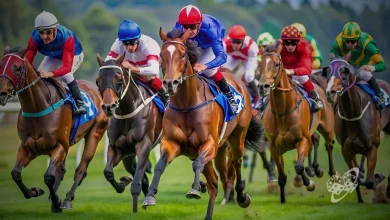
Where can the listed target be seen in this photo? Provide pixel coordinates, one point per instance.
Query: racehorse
(358, 122)
(288, 122)
(135, 128)
(193, 124)
(44, 128)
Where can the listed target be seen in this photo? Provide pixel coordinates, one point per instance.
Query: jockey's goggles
(191, 26)
(130, 42)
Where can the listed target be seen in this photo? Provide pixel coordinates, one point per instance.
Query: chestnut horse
(135, 128)
(47, 134)
(358, 122)
(287, 120)
(193, 124)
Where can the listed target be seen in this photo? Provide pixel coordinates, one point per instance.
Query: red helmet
(190, 15)
(237, 32)
(290, 33)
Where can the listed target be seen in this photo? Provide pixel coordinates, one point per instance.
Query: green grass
(96, 199)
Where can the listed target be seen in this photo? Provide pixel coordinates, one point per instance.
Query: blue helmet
(128, 30)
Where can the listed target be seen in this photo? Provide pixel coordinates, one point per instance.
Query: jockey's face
(290, 45)
(131, 45)
(194, 29)
(236, 44)
(351, 44)
(47, 35)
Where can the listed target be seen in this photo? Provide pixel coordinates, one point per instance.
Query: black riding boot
(372, 82)
(224, 87)
(74, 89)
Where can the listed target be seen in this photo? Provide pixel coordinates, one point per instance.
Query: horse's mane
(193, 51)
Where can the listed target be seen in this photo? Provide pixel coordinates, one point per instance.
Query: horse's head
(271, 68)
(12, 70)
(111, 81)
(339, 78)
(177, 56)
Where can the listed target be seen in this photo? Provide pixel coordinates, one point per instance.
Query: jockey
(263, 40)
(361, 52)
(208, 32)
(240, 47)
(63, 53)
(141, 55)
(316, 53)
(297, 59)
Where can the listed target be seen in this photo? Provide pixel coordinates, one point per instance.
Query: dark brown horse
(358, 122)
(287, 122)
(135, 128)
(194, 126)
(48, 134)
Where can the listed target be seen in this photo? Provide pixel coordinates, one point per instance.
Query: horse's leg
(212, 184)
(351, 162)
(373, 179)
(221, 166)
(114, 156)
(22, 160)
(206, 153)
(51, 176)
(282, 178)
(169, 150)
(143, 149)
(91, 142)
(303, 148)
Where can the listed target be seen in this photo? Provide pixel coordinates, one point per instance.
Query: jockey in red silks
(142, 54)
(208, 32)
(298, 61)
(242, 48)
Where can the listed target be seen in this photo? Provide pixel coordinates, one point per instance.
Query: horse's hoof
(193, 194)
(149, 201)
(246, 203)
(66, 204)
(37, 191)
(203, 187)
(311, 187)
(56, 208)
(298, 181)
(319, 172)
(310, 171)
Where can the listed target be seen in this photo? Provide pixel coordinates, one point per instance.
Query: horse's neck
(36, 98)
(188, 94)
(283, 101)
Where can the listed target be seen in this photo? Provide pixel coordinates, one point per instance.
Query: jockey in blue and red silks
(208, 32)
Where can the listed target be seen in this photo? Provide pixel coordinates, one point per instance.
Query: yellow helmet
(301, 28)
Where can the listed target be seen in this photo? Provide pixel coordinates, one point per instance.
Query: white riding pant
(49, 64)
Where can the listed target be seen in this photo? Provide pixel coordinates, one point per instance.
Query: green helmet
(351, 31)
(265, 39)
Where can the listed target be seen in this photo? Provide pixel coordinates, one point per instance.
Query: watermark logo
(341, 186)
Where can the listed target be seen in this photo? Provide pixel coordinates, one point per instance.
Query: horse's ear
(6, 50)
(120, 59)
(99, 59)
(185, 36)
(163, 35)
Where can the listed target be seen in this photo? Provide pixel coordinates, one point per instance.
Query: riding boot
(372, 82)
(75, 90)
(224, 87)
(318, 103)
(163, 92)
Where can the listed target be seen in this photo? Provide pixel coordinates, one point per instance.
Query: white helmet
(45, 20)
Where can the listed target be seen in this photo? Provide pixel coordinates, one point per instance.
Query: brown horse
(135, 128)
(358, 122)
(287, 120)
(193, 125)
(47, 134)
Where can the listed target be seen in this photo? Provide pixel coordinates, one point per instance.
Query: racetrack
(96, 199)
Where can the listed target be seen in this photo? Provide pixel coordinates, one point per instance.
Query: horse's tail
(255, 140)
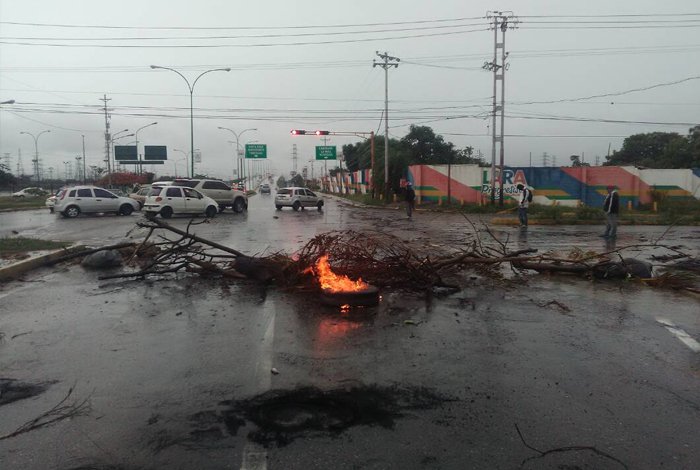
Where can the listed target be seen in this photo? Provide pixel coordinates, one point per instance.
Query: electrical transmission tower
(108, 138)
(20, 165)
(294, 159)
(386, 65)
(502, 20)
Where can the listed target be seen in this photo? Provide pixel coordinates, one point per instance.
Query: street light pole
(191, 88)
(36, 151)
(240, 166)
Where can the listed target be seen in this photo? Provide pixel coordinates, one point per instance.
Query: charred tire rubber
(239, 205)
(126, 209)
(71, 212)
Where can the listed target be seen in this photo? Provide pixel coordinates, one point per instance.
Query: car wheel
(239, 205)
(126, 209)
(72, 211)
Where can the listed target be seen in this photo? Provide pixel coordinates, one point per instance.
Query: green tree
(6, 178)
(659, 150)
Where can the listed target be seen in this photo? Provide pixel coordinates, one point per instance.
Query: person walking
(523, 203)
(410, 198)
(611, 206)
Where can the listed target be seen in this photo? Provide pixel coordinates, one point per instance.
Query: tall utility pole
(386, 65)
(84, 173)
(108, 138)
(502, 20)
(294, 158)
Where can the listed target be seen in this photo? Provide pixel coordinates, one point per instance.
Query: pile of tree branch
(377, 257)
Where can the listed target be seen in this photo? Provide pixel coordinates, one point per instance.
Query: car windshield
(188, 183)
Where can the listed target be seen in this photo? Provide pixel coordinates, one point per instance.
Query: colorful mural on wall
(569, 186)
(561, 185)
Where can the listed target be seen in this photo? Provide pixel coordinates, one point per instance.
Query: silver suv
(71, 202)
(297, 198)
(224, 195)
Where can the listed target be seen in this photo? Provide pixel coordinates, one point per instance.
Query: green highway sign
(125, 152)
(326, 152)
(256, 150)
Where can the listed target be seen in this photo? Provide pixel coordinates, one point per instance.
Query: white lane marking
(255, 455)
(14, 291)
(684, 337)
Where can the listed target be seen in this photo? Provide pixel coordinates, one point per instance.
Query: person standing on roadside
(410, 198)
(611, 206)
(523, 203)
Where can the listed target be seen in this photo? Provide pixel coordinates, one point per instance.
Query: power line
(619, 93)
(249, 36)
(200, 46)
(210, 28)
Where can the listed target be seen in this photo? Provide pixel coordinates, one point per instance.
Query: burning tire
(367, 297)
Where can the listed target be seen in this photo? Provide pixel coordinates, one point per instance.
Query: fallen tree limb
(83, 253)
(185, 234)
(57, 413)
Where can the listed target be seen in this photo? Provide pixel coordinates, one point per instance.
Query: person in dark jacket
(410, 198)
(523, 203)
(611, 206)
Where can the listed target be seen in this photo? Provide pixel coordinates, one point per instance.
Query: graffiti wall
(471, 184)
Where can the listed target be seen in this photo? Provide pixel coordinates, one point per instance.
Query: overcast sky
(308, 65)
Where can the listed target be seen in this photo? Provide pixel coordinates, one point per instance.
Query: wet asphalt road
(178, 372)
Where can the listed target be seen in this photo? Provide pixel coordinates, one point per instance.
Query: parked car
(223, 194)
(29, 192)
(297, 198)
(140, 195)
(51, 200)
(73, 201)
(176, 200)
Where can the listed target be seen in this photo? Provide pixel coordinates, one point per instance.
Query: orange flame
(333, 282)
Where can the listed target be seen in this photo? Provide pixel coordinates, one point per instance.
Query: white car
(223, 194)
(73, 201)
(175, 200)
(297, 198)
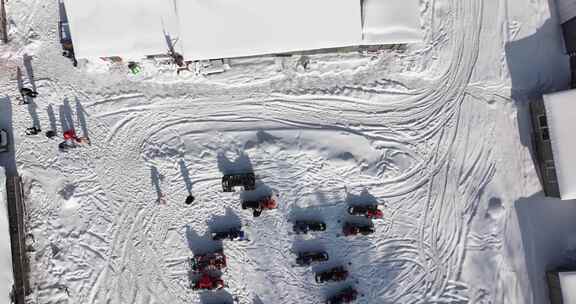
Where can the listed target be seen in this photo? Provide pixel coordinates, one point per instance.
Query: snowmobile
(246, 180)
(354, 229)
(303, 227)
(231, 234)
(332, 275)
(306, 258)
(370, 211)
(345, 296)
(209, 261)
(208, 282)
(266, 203)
---
- _What the task requires_: Transcribe the data verbatim. No picture belongs in the result.

- _Task result_:
Where can the listed target be seen in this photo? Provide pixel coordinates, one point per instance.
Query: racehorse
(358, 122)
(288, 122)
(135, 128)
(193, 124)
(44, 128)
Where can the listed target be seen in this photo? Provide pixel coordinates, one point per instance.
Query: jockey's goggles
(191, 26)
(130, 42)
Where can the listed target be seen in this photo? Provide pixel coordinates, one point per instance.
Query: chestnut horse
(135, 128)
(47, 134)
(358, 122)
(287, 120)
(193, 124)
Where can the listed target be seen in this photo? Provide pixel coordinates, one point per instance.
Query: red helmet
(190, 15)
(237, 32)
(290, 33)
Where can the listed target be seen in this photo? Provide pixel coordinates, one point per instance.
Query: green grass
(96, 199)
Where can the listed target be seen in this photo? Provide pixel coordinates, one point per instance.
Query: blue helmet
(128, 30)
Where can the listed target be seen in this photo? Provide pixel coordinates, one point per instance.
Query: jockey's face
(290, 45)
(131, 45)
(194, 29)
(236, 44)
(351, 44)
(47, 35)
Where can the listed target be seen in this photo? Provide pixel coordinates, one point per instance.
Query: black riding boot
(372, 82)
(224, 87)
(74, 89)
Where can the listed target be seen in this photo? Provide pixel coordinates, one point per instance.
Query: horse's mane
(193, 51)
Where can the listed target be seen in this photo? Provide pixel coordinates, one point per instance.
Query: horse's head
(271, 68)
(12, 70)
(111, 81)
(339, 78)
(177, 56)
Where can the listed target be seen in this photo? Provide pixel coordinates, one point per instance.
Query: jockey
(263, 40)
(361, 52)
(208, 32)
(240, 47)
(63, 53)
(141, 55)
(316, 53)
(297, 59)
Where can the listed target be seen in this photo? Provide pixel coordinates, one point per instance.
Query: dark brown horse
(358, 122)
(287, 122)
(135, 128)
(194, 126)
(48, 134)
Where can the listed target be seen in this photo? Provide pixel coordinates, one point per instance.
Query: horse's leg
(212, 184)
(351, 162)
(373, 179)
(221, 166)
(114, 156)
(22, 160)
(206, 153)
(51, 176)
(282, 178)
(169, 150)
(143, 149)
(91, 142)
(303, 148)
Where can the listed target be seen in this photo? Provide pixel coordinates, one point per instance.
Query: jockey in red silks
(142, 54)
(208, 32)
(298, 61)
(242, 48)
Where can the listed target be seen in this photo? Provide pixel coordinates, one point per instance.
Query: horse's hoof
(193, 194)
(149, 201)
(246, 203)
(66, 204)
(37, 191)
(203, 187)
(311, 187)
(56, 208)
(298, 181)
(319, 172)
(310, 171)
Where can the listed target be seen in this photo? Provide pixel coordinates, one point per instance.
Query: horse's neck
(36, 98)
(188, 94)
(283, 101)
Where can the listed target be seen in this photo? Provide pixel coordinates, one point per instance.
Query: jockey in blue and red silks
(208, 32)
Where can the listed target be seen in this photo? Provide pixel coordinates, one point per instance.
Query: yellow helmet
(301, 28)
Where can the listed target be seen in this photo? Provide pixel coordinates, one point per instance.
Query: white riding pant
(49, 64)
Where can the listed target be seen in this photo? Provide pixel coordinates, one point per instance.
Query: green helmet
(351, 31)
(265, 39)
Where can the listed target be seen in this photo? Provide pixel coordinates, one point per instance.
Query: watermark logo
(341, 186)
Where can the listed target be seen in this photo? Provide pixel coordinates, one point per instance.
Query: horse's ear
(6, 50)
(120, 59)
(99, 59)
(185, 36)
(163, 35)
Where can the listed target be seen in this photo? Provide pixel coordinates, one point per instance.
Query: riding boot
(372, 82)
(75, 90)
(224, 87)
(318, 103)
(163, 92)
Where can the listed target be seen in this photo? Provide pixel coordinates, one point per instance.
Query: white helmet
(45, 20)
Where can the listed target be seen in this photo? Provide pixel coordinates, one point per instance.
Query: brown horse
(135, 128)
(358, 122)
(287, 120)
(193, 125)
(47, 134)
Where can the listed target be seen in this photo? Provide pixel coordinates, one point per instance.
Query: racetrack
(96, 199)
Where can the listed target be seen in this photo? Provide pixel coordinates, one point per instance.
Query: horse's tail
(255, 140)
Where can the listed target be seen in this photo? Provide pixel coordinates, one point per instance.
Query: electrical transmission tower
(108, 138)
(20, 165)
(294, 159)
(386, 65)
(502, 20)
Where can the listed target be seen in this photo? Provide pixel coordinates, one point per instance.
Query: street light pole
(191, 88)
(36, 151)
(240, 166)
Where can the listed target be seen in this photo? Provide pixel coordinates, one point per instance.
Query: charred tire rubber
(239, 205)
(126, 209)
(71, 212)
Where can the listed target be seen in this photo? Provide pixel coordinates, one point per instance.
Query: car wheel
(239, 205)
(126, 209)
(72, 211)
Where can the listed target be seen in this photo? Provide pixel coordinates, one point per instance.
Query: green tree
(6, 178)
(659, 150)
Where can the listed target be seen in this photo? Provide pixel coordinates, one point per instance.
Query: person walking
(523, 203)
(410, 198)
(611, 206)
Where can the listed target be seen in this photo? Provide pixel coordinates, one point per instance.
Query: tall utility pole
(386, 65)
(84, 173)
(108, 138)
(502, 20)
(294, 158)
Where can the listed target be seen in this photo? Provide pixel coordinates, one point per instance.
Query: pile of tree branch
(377, 257)
Where can the listed target be seen in this photo? Provide pixel coordinates, one point per instance.
Query: car windshield
(188, 183)
Where can the listed target be seen in this photo? Provide pixel coordinates, one point per instance.
Query: colorful mural on wall
(569, 186)
(561, 185)
Where can the listed target be seen in this photo? Provide pixel coordinates, one point per instance.
Query: silver suv
(71, 202)
(297, 198)
(224, 195)
Where can the listed target be seen in this photo? Provide pixel coordinates, one point per instance.
Query: green highway sign
(125, 152)
(326, 152)
(256, 150)
Where can the listed target be seen in this photo? Provide pixel coordinates, one point per instance.
Query: white lane marking
(255, 455)
(14, 291)
(684, 337)
Where can the listed target be seen in this photo? Provide pixel coordinates, one point per instance.
Query: person standing on roadside
(410, 198)
(611, 206)
(523, 203)
Where can the listed target be seen in this photo? Provide pixel coordinates, one point per instance.
Query: power line
(619, 93)
(249, 36)
(200, 46)
(210, 28)
Where can the listed target be seen in this photo? Provide pixel coordinates, one point per instance.
Query: burning tire
(367, 297)
Where can the listed target be seen in this photo? Provide pixel coordinates, one point per instance.
Query: fallen tree limb
(83, 253)
(185, 234)
(57, 413)
Where can the listed target be seen in this photo? Provide pixel coordinates, one point per instance.
Query: person in dark jacket
(410, 198)
(523, 203)
(611, 206)
Where can the listed target be seen in this photo? Provide pixel coordinates, one point per instance.
Query: graffiti wall
(471, 184)
Where can the listed target be seen in this photo? Provide pixel coordinates, one point per instance.
Query: overcast sky
(308, 65)
Where can the listed target be seen in this photo? Provide pixel coordinates, one point per instance.
Query: wet asphalt road
(178, 372)
Where can the listed target be seen in this photo? Provide pixel coordinates, one point per instance.
Query: parked car
(223, 194)
(29, 192)
(297, 198)
(140, 195)
(51, 200)
(73, 201)
(176, 200)
Where can the listed target be seen in this photo? Provide pixel coordinates, one point per instance.
Query: orange flame
(333, 282)
Where can the listed target be seen in this photo? Provide pixel coordinates, one point per instance.
Query: white car
(223, 194)
(73, 201)
(175, 200)
(297, 198)
Where can the listed target be seen in this photo? Provide pixel coordinates, one point per instance.
Query: snowmobile
(246, 180)
(354, 229)
(303, 227)
(231, 234)
(332, 275)
(306, 258)
(370, 211)
(345, 296)
(209, 261)
(208, 282)
(266, 203)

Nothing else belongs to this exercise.